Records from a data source
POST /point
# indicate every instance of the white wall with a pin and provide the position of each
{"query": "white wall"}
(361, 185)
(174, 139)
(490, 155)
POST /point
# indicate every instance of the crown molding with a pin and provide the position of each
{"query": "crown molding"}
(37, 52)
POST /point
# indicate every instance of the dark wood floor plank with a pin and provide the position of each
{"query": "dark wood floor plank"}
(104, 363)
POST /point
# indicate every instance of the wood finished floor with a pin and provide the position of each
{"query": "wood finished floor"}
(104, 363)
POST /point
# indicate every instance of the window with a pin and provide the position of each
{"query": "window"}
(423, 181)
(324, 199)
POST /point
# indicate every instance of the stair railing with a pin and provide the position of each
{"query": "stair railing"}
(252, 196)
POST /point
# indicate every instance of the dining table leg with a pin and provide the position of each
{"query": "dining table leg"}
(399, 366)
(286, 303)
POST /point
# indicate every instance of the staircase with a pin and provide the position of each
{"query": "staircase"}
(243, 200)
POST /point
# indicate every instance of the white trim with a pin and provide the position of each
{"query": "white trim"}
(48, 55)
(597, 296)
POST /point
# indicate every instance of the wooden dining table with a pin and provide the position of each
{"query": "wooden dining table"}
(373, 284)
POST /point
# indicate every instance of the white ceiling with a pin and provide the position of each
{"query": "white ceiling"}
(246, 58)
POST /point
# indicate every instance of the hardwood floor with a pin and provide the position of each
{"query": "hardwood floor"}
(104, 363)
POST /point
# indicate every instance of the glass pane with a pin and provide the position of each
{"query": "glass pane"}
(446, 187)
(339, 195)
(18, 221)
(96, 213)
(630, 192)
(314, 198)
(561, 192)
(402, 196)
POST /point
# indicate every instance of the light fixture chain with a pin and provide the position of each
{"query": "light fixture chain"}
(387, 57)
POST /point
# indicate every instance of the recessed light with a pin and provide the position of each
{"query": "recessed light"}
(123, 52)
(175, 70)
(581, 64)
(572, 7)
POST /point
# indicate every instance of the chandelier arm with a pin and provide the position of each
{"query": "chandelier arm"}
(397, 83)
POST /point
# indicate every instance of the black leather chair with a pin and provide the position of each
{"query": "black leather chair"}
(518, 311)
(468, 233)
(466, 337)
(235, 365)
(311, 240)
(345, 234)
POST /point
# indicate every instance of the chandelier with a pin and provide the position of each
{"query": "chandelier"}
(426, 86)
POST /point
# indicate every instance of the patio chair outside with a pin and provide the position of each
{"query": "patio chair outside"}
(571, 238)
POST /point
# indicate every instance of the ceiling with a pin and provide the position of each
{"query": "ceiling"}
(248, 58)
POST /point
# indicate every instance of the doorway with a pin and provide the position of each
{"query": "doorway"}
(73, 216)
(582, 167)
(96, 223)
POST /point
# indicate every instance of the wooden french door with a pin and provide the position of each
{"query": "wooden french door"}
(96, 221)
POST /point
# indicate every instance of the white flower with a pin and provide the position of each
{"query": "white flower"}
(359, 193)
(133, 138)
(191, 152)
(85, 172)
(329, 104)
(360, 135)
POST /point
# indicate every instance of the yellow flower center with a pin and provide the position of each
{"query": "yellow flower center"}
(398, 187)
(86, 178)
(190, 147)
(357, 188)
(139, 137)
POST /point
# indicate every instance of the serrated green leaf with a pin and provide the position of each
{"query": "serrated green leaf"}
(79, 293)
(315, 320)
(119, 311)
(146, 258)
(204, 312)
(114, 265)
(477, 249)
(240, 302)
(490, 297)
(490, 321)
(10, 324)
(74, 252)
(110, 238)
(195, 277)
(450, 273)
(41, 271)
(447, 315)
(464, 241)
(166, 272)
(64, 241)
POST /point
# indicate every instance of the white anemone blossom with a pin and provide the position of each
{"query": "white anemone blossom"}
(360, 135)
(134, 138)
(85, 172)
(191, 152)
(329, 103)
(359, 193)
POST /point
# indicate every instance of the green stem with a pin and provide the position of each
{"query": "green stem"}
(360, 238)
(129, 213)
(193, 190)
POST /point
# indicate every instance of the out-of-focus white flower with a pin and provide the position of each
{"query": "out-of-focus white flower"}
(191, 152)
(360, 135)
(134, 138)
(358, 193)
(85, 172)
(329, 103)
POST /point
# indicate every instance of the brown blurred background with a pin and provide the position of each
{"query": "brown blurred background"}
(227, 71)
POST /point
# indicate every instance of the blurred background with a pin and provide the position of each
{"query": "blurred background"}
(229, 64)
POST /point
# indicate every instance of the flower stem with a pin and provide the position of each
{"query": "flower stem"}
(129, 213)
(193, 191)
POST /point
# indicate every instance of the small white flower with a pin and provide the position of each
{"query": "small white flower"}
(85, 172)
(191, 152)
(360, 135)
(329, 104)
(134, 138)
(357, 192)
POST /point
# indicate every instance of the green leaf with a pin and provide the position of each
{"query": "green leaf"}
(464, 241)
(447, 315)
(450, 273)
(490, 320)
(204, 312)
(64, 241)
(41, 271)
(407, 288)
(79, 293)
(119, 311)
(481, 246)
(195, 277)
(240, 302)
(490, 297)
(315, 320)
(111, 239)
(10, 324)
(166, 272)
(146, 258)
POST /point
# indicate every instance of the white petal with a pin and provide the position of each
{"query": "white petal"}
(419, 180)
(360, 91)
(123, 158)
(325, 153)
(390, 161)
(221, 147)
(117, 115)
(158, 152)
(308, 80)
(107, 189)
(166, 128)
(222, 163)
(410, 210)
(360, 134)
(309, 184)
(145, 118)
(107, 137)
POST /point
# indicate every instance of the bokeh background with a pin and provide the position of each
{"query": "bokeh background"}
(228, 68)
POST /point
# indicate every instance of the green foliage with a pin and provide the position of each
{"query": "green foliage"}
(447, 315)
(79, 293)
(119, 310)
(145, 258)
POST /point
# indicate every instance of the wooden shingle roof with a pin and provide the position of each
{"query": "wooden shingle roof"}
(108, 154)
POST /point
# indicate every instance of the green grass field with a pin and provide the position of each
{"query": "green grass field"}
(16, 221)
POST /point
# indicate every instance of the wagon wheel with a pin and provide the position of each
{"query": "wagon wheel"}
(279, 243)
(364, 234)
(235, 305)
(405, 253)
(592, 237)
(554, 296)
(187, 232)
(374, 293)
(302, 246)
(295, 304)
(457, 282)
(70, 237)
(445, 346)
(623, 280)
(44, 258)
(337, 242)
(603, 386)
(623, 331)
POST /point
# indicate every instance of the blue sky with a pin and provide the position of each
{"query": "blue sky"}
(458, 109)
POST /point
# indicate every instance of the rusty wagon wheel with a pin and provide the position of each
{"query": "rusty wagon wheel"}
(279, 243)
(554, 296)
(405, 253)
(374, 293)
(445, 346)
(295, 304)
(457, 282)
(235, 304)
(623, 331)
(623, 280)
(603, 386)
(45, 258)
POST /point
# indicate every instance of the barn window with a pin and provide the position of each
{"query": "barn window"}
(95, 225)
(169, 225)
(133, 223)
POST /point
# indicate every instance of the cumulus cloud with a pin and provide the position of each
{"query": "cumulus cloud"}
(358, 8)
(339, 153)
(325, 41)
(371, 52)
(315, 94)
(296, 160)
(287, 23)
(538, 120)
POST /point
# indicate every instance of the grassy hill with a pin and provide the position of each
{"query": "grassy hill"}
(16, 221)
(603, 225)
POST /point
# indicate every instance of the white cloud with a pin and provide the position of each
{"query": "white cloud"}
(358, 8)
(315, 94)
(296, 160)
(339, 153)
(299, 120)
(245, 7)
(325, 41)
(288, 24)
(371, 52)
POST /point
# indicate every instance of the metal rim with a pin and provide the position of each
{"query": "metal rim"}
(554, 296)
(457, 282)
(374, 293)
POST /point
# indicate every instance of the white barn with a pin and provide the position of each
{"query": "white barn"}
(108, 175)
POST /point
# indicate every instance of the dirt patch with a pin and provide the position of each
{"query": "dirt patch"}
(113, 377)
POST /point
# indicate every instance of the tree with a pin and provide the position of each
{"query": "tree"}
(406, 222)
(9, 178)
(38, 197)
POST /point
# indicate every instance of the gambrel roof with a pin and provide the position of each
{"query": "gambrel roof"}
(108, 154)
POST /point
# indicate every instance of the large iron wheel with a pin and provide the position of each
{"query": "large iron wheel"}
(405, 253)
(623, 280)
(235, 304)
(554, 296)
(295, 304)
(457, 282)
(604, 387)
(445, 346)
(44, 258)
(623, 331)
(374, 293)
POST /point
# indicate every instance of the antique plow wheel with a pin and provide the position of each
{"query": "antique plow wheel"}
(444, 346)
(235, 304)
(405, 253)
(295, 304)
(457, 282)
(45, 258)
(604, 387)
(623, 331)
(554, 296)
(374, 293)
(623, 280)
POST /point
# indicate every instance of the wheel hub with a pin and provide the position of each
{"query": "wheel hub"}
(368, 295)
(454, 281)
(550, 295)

◆ **WHAT YOU WILL DO**
Every line above from the line with "# indicate every instance of the crown" to the line with "# indicate every instance of the staircase", both included, must be reproduced exactly, and no other line may appear.

◆ **SOLUTION**
# indicate every instance of the crown molding with a pin and provide the position of each
{"query": "crown molding"}
(37, 52)
POST /point
# indicate every instance of the dark wood floor plank with a pin and provide the position of each
{"query": "dark wood floor plank"}
(104, 363)
POST /point
# indicate every instance of the wood finished floor with a pin and provide the position of each
{"query": "wood finished floor"}
(104, 363)
POST /point
# indicate every instance of the window with a pin and provide the position of each
{"query": "window"}
(423, 181)
(324, 199)
POST /point
# indicate every instance of the stair railing with a pin and provide the position of each
{"query": "stair railing"}
(252, 196)
POST /point
# indicate every instance of the dining table leg with a pin and provide the position of each
{"query": "dining table leg"}
(399, 366)
(286, 303)
POST /point
# indicate every instance of the staircase with a pin and provide the position of each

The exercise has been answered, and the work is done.